___ PROVIDED ENTRIES
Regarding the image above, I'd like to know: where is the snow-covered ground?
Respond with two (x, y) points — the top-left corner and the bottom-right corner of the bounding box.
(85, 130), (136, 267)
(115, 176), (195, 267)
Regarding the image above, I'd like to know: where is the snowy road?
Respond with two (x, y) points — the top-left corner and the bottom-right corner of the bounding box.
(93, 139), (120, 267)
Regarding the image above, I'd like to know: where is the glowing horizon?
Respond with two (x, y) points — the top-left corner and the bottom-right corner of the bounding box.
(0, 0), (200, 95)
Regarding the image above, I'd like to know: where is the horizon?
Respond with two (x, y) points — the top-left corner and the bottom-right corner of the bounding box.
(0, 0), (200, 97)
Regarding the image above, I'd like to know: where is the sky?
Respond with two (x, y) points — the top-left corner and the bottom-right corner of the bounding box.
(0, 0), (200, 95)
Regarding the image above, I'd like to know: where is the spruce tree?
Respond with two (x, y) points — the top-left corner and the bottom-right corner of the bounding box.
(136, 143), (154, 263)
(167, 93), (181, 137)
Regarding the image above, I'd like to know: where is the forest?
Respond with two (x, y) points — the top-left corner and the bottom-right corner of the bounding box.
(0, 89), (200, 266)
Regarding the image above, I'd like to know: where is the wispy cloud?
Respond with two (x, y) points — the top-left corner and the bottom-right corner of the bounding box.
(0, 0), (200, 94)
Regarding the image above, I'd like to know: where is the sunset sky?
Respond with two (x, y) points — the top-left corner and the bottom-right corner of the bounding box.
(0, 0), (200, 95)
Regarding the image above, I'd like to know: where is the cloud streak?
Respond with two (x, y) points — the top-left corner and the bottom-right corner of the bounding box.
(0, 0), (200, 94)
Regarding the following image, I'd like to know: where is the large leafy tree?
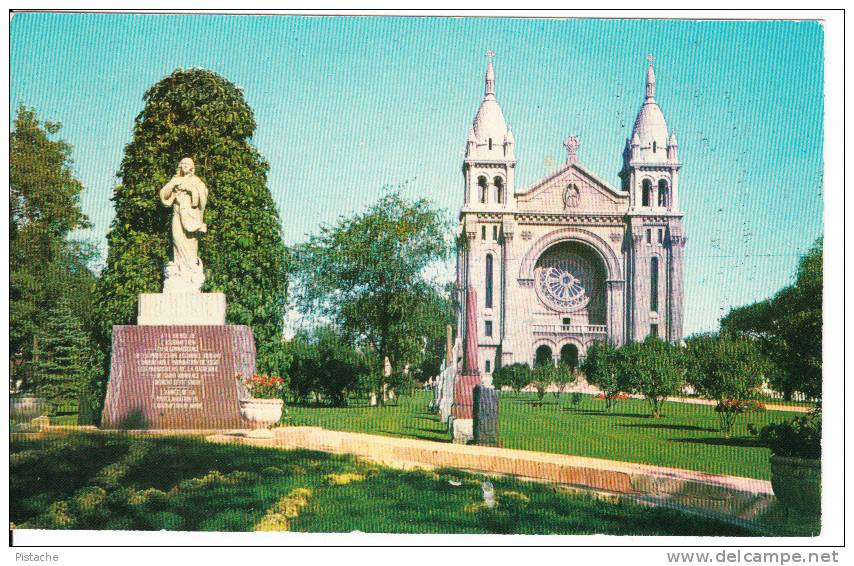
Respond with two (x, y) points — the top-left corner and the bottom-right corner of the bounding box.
(99, 69), (288, 369)
(721, 239), (823, 404)
(33, 293), (101, 413)
(296, 192), (448, 406)
(617, 336), (684, 418)
(9, 105), (94, 391)
(581, 341), (624, 411)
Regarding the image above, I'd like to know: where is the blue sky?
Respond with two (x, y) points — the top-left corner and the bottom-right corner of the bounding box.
(10, 14), (824, 334)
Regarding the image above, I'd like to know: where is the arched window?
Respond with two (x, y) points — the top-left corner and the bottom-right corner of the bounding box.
(641, 179), (652, 206)
(658, 179), (670, 206)
(534, 344), (554, 367)
(649, 256), (658, 312)
(486, 254), (492, 309)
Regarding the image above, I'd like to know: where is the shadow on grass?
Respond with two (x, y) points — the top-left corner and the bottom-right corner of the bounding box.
(562, 407), (650, 419)
(619, 423), (718, 432)
(673, 436), (765, 448)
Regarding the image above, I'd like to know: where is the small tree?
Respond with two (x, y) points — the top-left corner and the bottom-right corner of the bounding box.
(288, 326), (368, 407)
(34, 297), (100, 414)
(685, 334), (768, 435)
(492, 363), (531, 393)
(581, 342), (620, 411)
(296, 192), (449, 404)
(552, 363), (577, 403)
(617, 336), (684, 418)
(531, 364), (555, 405)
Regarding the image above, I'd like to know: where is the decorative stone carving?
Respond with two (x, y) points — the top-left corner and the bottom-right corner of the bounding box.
(160, 157), (208, 293)
(563, 183), (581, 209)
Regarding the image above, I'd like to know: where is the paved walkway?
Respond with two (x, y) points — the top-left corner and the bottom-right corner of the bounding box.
(208, 427), (775, 523)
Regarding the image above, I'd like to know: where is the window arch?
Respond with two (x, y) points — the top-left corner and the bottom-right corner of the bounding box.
(658, 179), (670, 206)
(649, 256), (658, 312)
(492, 177), (504, 204)
(485, 254), (493, 309)
(641, 179), (652, 206)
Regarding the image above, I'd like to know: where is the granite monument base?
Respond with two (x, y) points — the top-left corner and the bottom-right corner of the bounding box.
(101, 325), (256, 430)
(451, 418), (474, 444)
(473, 385), (498, 446)
(136, 293), (225, 326)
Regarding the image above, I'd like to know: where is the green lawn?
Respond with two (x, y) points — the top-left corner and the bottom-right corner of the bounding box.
(10, 433), (768, 536)
(287, 391), (796, 480)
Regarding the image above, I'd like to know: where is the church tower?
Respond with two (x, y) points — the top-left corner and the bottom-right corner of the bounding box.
(463, 51), (516, 212)
(620, 55), (685, 343)
(457, 51), (516, 383)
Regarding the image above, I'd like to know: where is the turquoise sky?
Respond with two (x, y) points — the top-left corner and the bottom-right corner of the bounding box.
(10, 14), (824, 334)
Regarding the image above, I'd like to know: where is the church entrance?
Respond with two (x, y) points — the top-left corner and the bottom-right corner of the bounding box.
(560, 344), (578, 369)
(534, 344), (554, 367)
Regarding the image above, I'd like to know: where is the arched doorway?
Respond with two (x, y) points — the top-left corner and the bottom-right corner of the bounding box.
(534, 344), (554, 367)
(560, 344), (578, 369)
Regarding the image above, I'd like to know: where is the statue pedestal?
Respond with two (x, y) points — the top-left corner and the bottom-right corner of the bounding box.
(101, 293), (254, 430)
(136, 293), (225, 326)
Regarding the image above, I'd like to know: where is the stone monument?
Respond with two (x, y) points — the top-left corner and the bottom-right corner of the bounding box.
(101, 157), (258, 430)
(451, 285), (481, 444)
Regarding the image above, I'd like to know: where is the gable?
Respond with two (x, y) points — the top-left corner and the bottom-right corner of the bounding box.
(515, 164), (629, 214)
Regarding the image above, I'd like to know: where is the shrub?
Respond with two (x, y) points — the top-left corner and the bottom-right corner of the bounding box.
(581, 342), (620, 411)
(617, 336), (684, 418)
(685, 334), (769, 434)
(288, 327), (370, 407)
(492, 363), (532, 393)
(759, 411), (821, 459)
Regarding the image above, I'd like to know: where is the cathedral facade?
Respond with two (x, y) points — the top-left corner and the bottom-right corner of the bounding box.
(456, 57), (685, 381)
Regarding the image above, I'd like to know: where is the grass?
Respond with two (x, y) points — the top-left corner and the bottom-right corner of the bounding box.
(288, 391), (797, 480)
(10, 433), (782, 536)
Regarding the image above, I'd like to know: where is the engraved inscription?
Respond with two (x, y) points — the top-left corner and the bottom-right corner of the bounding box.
(136, 332), (222, 410)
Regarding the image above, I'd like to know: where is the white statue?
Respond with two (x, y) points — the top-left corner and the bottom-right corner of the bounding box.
(160, 157), (208, 293)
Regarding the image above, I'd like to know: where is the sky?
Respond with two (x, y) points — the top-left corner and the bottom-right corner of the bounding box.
(9, 13), (824, 335)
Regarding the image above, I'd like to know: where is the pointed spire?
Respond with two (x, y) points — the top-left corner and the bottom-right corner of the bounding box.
(504, 126), (516, 143)
(646, 55), (655, 100)
(667, 128), (679, 147)
(485, 49), (495, 96)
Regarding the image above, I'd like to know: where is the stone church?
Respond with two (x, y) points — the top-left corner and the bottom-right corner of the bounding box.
(456, 54), (685, 382)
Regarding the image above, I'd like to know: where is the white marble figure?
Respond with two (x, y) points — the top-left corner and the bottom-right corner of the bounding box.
(160, 157), (208, 293)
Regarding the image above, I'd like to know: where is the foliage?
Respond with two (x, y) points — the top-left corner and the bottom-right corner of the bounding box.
(581, 341), (620, 411)
(289, 326), (369, 406)
(32, 296), (102, 414)
(617, 336), (684, 418)
(759, 411), (821, 459)
(9, 105), (96, 398)
(244, 373), (287, 399)
(552, 363), (578, 400)
(98, 69), (288, 368)
(492, 363), (532, 393)
(296, 192), (448, 403)
(685, 334), (768, 434)
(721, 239), (823, 399)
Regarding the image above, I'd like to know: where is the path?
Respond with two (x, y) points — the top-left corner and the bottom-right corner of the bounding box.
(208, 427), (775, 523)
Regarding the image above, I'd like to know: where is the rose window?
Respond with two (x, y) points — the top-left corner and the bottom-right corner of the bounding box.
(537, 262), (590, 310)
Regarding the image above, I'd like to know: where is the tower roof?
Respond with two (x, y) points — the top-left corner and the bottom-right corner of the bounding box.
(632, 55), (668, 161)
(472, 51), (512, 151)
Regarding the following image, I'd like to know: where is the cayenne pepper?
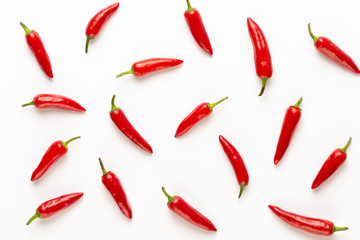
______
→ **WORK TO COMPLETE**
Return, unchanged, the lines of the data from the line containing "the white statue?" up to and including the line containing "(721, 239), (823, 399)".

→ **TASK ANSWER**
Regarding the image above, I'd like to know: where is the white statue?
Respond with two (x, y) points — the top-left corner and the bottom-right corner of the bounding box.
(160, 157), (208, 293)
Regarding the image above, I'd like to know: where is the sky?
Respond with two (x, y) points — the top-left corner and the bottom-right corner of the bounding box.
(9, 13), (824, 335)
Regarding the image above, I'd like to know: where is the pointed spire?
Respond with two (x, y) points — the top-left corner and the bottom-right corner of the bounding box.
(504, 126), (516, 143)
(646, 55), (655, 100)
(667, 128), (679, 147)
(485, 49), (495, 96)
Regarding the image above, I'd like to know: where is the stone church?
Respond with two (x, y) points — the top-left corner and the bottom-right corner of the bounding box.
(456, 54), (685, 382)
Regarding the image above, I'd like to know: where is the white marble figure?
Respond with two (x, y) points — the top-left corner and the bottom-right corner of the bounding box.
(160, 157), (208, 293)
Regarding the image above, I'd like to know: where is the foliage?
Respond with two (x, y) points — the top-left corner and the bottom-right corner of the bounding box.
(581, 341), (620, 411)
(289, 326), (369, 406)
(32, 296), (102, 414)
(617, 336), (684, 418)
(759, 411), (821, 459)
(9, 105), (96, 398)
(244, 373), (287, 399)
(552, 363), (578, 400)
(98, 69), (288, 368)
(492, 363), (532, 393)
(296, 192), (448, 403)
(685, 334), (768, 434)
(721, 239), (823, 399)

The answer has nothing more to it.